Geselecteerde passage:
++++++++++++++++++++

Elkaar coachen doe je bijna ongemerkt als je in een groep rijdt. Bijvoorbeeld wijs je de anderen op een paaltje. Of op tegenliggers, waardoor we moeten ritsen.
De voorsten in een groep doen dat vanzelfsprekend. Verderop komen de signalen soms niet door. Bijvoorbeeld als degenen die tussenin rijden druk in gesprek zijn en het signaal niet naar achteren doorgeven. Dan kunnen de achtersten wel eens overvallen worden door een paaltje.
Je coacht elkaar ook om met zijn allen beter uit de wind te zitten. Bij weinig wind voel je op kop niet altijd even goed waar die vandaan komt. In het wiel merk je veel beter waar de wind zit en dus de kopman zou moeten rijden. Degenen die achter rijden roepen dan ‘tikkie links’ of ‘tikkie rechts’ om de kopman of -vrouw in de juiste positie te brengen.
Denk erom om alle richtingsveranderingen langzaam te doen.
Feedback geven
Als iemand naar jouw smaak een ‘fout’ maakt probeer je hem bij te brengen wat hij fout doet en hoe het beter kan.

++++++++++++++++++++

Aangeleverde gegevens:
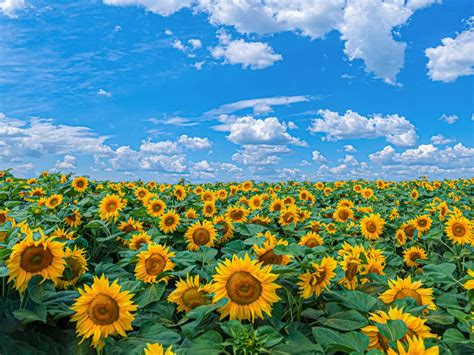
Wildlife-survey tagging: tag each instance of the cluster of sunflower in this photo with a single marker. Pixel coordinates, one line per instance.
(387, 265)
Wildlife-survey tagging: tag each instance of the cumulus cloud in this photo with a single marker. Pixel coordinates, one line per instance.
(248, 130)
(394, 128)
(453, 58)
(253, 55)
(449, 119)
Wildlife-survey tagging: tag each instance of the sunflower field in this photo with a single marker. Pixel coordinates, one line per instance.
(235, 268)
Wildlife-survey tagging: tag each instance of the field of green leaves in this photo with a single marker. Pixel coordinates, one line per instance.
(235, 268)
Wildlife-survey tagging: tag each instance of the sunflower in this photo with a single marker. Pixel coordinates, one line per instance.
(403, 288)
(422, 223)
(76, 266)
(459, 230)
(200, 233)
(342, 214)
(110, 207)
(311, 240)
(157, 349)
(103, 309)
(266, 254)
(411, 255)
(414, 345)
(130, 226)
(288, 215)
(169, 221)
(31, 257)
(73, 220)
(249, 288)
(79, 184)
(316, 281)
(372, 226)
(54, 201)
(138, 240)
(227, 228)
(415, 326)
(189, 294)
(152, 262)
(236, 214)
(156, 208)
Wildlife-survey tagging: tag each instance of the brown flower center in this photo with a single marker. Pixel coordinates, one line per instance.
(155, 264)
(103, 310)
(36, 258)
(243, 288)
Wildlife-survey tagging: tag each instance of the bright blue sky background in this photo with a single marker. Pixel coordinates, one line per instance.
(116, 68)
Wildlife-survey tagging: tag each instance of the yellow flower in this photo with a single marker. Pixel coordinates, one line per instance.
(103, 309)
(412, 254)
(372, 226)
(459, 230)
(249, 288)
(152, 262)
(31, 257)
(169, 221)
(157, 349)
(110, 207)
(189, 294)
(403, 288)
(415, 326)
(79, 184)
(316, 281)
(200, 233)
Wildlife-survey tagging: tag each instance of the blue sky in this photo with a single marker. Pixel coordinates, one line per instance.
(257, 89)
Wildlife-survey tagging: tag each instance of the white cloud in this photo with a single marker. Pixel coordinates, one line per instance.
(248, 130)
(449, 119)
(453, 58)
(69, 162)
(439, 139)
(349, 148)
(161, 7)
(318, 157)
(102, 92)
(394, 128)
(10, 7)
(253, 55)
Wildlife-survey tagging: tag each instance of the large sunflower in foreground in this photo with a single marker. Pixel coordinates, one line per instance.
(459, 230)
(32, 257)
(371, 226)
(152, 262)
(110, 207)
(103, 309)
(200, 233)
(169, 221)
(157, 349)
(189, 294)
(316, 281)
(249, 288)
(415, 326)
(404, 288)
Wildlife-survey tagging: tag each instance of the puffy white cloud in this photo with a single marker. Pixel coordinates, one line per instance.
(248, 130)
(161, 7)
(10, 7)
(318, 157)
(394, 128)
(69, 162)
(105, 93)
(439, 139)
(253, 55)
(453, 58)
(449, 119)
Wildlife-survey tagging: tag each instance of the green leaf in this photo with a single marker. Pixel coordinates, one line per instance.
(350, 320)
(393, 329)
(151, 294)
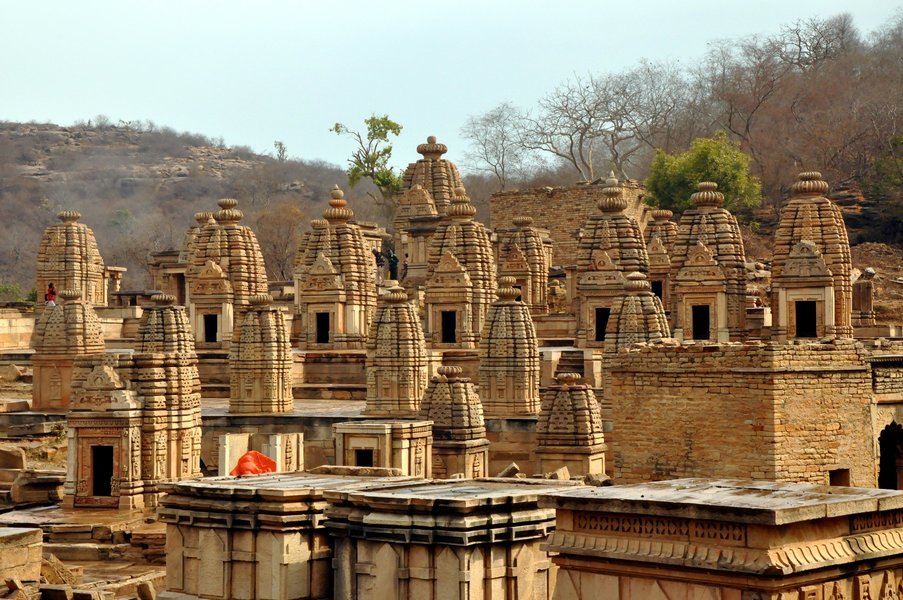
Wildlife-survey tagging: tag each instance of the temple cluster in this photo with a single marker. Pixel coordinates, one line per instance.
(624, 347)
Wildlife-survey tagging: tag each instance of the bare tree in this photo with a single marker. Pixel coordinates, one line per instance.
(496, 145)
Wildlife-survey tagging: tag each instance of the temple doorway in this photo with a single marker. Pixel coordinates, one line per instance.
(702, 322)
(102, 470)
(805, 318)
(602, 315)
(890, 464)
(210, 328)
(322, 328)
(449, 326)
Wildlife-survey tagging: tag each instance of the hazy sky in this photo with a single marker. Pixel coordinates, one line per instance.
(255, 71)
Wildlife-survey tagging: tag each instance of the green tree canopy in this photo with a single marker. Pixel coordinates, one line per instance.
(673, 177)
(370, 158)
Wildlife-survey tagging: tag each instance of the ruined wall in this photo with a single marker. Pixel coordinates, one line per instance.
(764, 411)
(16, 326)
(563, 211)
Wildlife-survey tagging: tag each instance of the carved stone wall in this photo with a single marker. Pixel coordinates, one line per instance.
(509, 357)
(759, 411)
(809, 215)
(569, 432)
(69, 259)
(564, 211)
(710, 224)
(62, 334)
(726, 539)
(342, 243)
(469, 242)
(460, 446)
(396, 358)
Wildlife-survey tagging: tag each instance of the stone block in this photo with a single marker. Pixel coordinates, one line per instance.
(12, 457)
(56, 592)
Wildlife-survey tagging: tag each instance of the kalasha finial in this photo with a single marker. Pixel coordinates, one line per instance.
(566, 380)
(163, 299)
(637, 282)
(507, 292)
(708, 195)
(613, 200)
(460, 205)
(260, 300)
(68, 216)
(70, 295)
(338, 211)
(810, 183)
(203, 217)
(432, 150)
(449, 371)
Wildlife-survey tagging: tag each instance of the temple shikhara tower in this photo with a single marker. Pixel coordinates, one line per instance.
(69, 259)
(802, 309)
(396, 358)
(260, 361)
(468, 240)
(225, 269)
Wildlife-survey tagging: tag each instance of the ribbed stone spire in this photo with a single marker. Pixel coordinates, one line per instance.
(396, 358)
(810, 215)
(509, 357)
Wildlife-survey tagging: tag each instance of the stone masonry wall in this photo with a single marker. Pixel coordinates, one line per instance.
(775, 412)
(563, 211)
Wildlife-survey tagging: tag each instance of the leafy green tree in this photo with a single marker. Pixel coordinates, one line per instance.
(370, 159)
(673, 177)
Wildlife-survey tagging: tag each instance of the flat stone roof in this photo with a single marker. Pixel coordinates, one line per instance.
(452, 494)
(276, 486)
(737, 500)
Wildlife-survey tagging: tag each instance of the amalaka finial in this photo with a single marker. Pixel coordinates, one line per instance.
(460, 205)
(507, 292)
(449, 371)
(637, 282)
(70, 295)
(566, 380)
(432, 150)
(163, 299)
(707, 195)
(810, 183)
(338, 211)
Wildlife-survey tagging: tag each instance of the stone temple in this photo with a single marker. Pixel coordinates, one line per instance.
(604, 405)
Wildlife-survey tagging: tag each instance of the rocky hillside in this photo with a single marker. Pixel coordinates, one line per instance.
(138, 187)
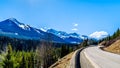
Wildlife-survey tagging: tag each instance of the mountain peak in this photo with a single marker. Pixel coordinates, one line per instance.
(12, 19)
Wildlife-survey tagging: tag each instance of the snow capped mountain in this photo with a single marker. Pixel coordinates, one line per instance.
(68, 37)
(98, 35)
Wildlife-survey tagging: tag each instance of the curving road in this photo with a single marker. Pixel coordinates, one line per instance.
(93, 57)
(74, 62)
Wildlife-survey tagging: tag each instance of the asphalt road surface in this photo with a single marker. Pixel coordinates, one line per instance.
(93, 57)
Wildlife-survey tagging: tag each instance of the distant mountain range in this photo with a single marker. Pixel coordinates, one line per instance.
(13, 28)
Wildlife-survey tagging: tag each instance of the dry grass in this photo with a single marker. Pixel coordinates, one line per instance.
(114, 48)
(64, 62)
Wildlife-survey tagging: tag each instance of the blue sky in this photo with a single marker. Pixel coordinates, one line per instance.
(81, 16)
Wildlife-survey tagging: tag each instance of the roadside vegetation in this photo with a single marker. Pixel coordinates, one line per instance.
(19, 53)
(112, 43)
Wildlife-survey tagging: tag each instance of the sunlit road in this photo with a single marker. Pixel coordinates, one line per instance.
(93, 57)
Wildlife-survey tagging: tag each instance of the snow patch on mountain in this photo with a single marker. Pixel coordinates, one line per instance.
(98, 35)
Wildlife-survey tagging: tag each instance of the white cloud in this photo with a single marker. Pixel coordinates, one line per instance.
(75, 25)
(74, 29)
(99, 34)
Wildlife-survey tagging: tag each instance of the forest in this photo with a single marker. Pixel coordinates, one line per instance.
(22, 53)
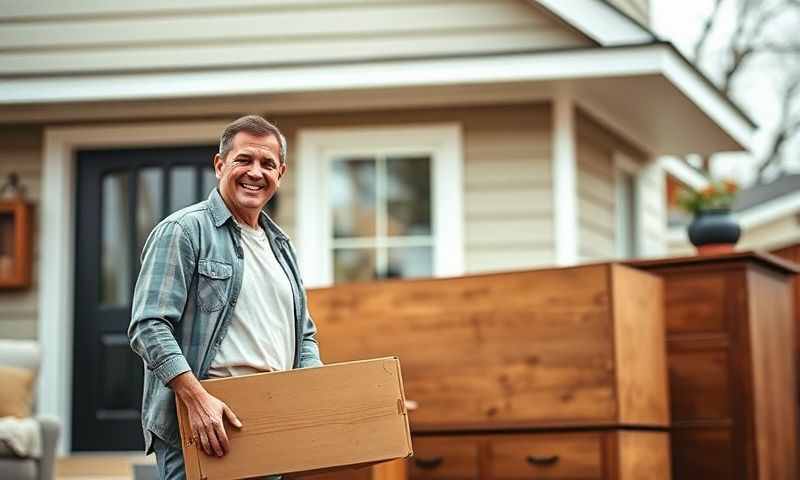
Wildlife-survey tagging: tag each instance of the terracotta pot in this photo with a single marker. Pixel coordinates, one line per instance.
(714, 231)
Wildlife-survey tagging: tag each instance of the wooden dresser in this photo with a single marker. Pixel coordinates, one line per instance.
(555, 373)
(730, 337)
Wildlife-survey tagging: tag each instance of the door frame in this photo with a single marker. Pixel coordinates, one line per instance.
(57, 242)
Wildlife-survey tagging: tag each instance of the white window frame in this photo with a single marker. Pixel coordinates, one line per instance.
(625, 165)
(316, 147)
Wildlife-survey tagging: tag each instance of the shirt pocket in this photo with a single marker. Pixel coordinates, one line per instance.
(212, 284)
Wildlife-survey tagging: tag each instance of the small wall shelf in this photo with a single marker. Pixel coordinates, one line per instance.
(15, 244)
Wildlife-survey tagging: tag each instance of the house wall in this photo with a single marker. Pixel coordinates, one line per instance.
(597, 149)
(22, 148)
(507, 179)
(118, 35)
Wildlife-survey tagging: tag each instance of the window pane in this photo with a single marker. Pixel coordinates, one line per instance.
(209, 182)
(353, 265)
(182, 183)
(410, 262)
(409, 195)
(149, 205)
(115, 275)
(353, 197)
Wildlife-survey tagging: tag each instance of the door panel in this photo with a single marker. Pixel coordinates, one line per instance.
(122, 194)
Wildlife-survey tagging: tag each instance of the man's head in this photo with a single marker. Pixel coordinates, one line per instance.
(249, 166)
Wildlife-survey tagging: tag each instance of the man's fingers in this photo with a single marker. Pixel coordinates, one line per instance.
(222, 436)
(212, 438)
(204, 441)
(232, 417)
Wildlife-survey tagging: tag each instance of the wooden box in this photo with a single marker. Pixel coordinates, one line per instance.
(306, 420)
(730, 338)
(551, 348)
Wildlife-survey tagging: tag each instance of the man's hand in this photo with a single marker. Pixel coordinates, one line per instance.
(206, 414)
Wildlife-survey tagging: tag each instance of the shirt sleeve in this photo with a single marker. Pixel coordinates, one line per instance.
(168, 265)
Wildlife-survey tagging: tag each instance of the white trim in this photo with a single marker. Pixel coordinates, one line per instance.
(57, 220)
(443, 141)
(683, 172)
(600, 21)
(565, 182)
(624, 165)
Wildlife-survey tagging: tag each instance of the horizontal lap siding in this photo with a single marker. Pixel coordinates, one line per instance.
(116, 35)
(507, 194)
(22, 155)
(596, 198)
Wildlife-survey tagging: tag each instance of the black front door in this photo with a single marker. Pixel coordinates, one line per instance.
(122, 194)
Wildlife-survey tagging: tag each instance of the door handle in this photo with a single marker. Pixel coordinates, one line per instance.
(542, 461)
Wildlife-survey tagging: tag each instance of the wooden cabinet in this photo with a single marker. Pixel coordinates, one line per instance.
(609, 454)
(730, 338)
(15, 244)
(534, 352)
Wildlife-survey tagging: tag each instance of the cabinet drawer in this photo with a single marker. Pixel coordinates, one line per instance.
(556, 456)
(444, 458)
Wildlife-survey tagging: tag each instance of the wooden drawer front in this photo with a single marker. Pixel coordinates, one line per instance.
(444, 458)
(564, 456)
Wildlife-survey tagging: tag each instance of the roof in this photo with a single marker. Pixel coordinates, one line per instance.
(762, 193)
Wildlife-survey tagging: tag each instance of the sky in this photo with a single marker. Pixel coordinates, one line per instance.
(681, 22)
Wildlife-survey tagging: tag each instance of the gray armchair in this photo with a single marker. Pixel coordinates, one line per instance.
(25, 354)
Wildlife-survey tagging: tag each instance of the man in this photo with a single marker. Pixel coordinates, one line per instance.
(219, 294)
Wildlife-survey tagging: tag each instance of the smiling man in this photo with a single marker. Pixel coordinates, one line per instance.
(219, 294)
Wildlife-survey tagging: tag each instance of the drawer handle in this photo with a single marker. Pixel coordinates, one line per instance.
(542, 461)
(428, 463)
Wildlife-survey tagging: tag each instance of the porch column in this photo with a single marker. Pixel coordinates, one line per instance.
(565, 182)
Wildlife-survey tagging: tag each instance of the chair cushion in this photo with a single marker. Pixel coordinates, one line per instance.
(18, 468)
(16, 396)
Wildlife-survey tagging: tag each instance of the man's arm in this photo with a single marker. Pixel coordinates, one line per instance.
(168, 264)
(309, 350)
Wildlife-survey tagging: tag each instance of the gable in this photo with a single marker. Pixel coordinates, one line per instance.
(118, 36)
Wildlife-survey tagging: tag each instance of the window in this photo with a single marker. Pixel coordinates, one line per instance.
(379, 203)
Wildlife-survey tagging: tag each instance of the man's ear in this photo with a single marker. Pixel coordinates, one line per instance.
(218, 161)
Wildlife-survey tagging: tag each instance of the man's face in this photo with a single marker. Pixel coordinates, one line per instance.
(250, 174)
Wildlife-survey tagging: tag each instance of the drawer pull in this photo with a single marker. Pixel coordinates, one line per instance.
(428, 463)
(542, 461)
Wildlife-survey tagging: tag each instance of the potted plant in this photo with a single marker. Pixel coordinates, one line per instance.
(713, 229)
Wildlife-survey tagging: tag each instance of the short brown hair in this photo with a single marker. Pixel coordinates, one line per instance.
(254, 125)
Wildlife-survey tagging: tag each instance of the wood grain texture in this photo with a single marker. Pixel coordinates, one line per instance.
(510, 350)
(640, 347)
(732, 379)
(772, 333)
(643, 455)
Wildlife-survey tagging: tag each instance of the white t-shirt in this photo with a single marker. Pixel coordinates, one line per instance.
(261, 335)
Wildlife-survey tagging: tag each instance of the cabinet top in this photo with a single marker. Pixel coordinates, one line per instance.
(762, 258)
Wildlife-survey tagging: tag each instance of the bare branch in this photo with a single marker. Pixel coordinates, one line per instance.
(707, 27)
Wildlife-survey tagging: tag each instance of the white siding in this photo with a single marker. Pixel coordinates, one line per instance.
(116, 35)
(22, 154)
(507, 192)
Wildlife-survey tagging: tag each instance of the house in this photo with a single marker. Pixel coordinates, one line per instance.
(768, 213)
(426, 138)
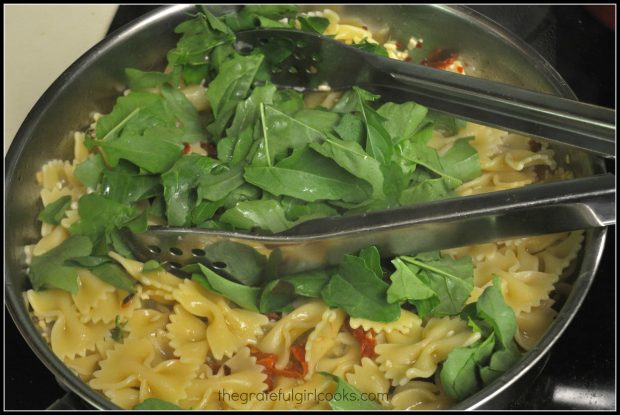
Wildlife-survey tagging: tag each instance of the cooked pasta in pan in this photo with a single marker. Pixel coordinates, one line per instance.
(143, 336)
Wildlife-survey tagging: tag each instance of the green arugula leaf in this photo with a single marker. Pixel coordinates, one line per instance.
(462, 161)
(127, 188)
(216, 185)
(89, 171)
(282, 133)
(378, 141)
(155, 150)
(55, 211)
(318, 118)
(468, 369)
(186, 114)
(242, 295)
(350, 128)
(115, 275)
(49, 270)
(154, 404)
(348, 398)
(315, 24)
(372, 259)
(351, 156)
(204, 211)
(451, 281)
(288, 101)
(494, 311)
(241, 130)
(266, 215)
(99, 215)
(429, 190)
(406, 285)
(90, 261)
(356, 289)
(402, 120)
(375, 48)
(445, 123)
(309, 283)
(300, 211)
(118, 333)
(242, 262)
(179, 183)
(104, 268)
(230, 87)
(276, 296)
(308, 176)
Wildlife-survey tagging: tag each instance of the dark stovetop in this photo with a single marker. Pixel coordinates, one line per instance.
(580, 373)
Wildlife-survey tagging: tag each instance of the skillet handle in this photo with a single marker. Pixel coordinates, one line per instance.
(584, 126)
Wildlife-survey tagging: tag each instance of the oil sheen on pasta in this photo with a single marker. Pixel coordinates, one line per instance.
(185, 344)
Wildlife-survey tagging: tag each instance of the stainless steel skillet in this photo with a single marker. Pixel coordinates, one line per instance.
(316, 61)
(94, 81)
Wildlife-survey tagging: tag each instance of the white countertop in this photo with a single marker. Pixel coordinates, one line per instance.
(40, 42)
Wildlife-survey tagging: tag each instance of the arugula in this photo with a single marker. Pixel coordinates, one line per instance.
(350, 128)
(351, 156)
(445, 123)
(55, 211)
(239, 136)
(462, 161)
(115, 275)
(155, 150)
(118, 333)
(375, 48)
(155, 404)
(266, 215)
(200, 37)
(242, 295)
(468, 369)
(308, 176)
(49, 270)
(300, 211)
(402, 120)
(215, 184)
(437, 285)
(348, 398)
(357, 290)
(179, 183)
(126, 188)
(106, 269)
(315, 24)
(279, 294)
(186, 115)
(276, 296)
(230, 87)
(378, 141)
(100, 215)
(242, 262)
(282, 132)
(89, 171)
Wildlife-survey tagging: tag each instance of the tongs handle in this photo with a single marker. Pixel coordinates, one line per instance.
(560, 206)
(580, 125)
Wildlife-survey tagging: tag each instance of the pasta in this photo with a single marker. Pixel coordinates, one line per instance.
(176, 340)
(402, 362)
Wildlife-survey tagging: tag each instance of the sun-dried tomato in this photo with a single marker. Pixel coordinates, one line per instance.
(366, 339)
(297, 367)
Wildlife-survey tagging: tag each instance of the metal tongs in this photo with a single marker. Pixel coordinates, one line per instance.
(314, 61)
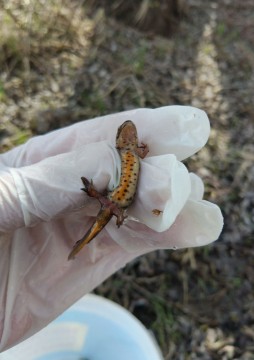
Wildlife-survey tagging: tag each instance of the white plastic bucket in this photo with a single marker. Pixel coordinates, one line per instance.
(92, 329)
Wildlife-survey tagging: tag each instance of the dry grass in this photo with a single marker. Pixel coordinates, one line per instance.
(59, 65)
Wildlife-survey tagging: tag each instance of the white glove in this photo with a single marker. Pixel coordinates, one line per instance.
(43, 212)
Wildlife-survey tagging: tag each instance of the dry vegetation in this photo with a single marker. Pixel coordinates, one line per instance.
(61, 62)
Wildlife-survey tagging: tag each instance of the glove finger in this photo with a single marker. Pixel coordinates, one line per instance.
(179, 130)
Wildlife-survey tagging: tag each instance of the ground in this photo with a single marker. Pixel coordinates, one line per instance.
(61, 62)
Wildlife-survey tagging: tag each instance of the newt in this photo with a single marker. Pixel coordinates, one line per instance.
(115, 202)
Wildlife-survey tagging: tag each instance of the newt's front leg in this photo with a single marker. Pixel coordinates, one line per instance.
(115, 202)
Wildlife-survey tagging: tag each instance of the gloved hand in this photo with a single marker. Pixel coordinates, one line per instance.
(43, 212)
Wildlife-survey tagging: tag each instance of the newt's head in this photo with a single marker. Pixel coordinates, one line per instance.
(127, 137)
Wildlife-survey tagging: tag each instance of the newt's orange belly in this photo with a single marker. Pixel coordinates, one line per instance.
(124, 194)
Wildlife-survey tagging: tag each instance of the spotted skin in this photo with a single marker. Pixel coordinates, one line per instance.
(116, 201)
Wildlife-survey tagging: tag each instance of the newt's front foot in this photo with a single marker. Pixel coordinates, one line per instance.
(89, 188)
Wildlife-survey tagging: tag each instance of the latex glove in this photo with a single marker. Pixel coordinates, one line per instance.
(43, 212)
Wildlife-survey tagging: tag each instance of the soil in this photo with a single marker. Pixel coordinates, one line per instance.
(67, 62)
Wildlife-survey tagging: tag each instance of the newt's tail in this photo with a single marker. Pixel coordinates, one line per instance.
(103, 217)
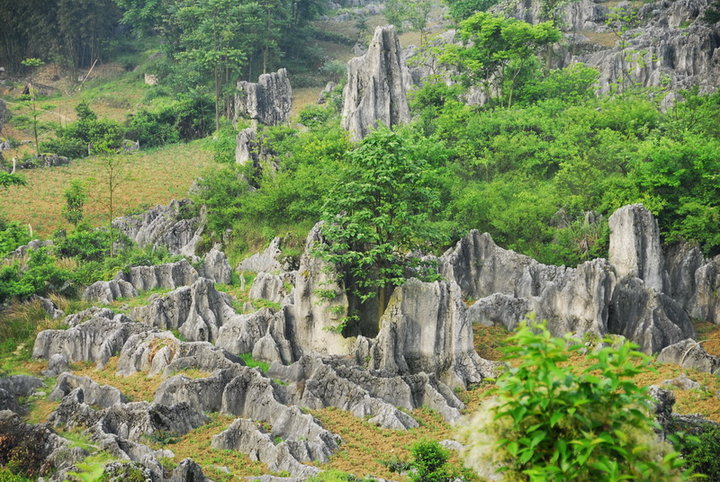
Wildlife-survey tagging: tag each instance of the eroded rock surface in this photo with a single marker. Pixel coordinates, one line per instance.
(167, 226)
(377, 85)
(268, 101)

++++++++++++++++++++

Opdracht A: Som alle aanduidingen op waarmee de passage over fietsen in een groep renners naar hun plaats in de groep benoemt.
Opdracht B: Waar merkt een renner volgens de passage over fietsen in een groep beter waar de wind zit?
Opdracht C: Schrijf een vervolg op de passage over fietsen in een groep, aansluitend op de laatste zin.

Antwoord A: de voorsten; degenen die tussenin rijden; de achtersten; de kopman of -vrouw; degenen die achter rijden

Antwoord B: In het wiel.

Antwoord C:
Je vertelt concreet wat je hebt waargenomen van het rijgedrag van de ander. Bijvoorbeeld: “Je reed daar en dan om een plas heen, is je dat zelf ook opgevallen?” Dan geef je aan wat het effect was op jou of de anderen in de groep: ”Achter je ontstond er een golfbeweging door de groep en dat is natuurlijk niet zo veilig.” Dan pas geef je aan hoe het beter kan: “Doe een volgende keer ….”.
Zo klinkt dit natuurlijk geforceerd en overdreven. Maar je snapt het idee: niet uitkafferen, maar op een rustige manier feitelijk zijn in de waarneming en concreet aangeven hoe het anders moet. Eventueel legt je uit waarom dat beter is. Dat helpt altijd:)
Vaak is het handig om niet direct feedback te geven wanneer er iets fout gaat. Iets later spreek jij waarschijnlijk wat rustiger en staat de ander meer open voor kritiek.
Misschien ken je de slogan: duidelijk op inhoud, zacht op relatie. “Mag ik je wat zeggen?”, “Is het een idee als …”. “Wat mij betreft …” zijn zinnen die veel ruimte aan een ander laten. En hem of haar niet tegen de haren in strijken.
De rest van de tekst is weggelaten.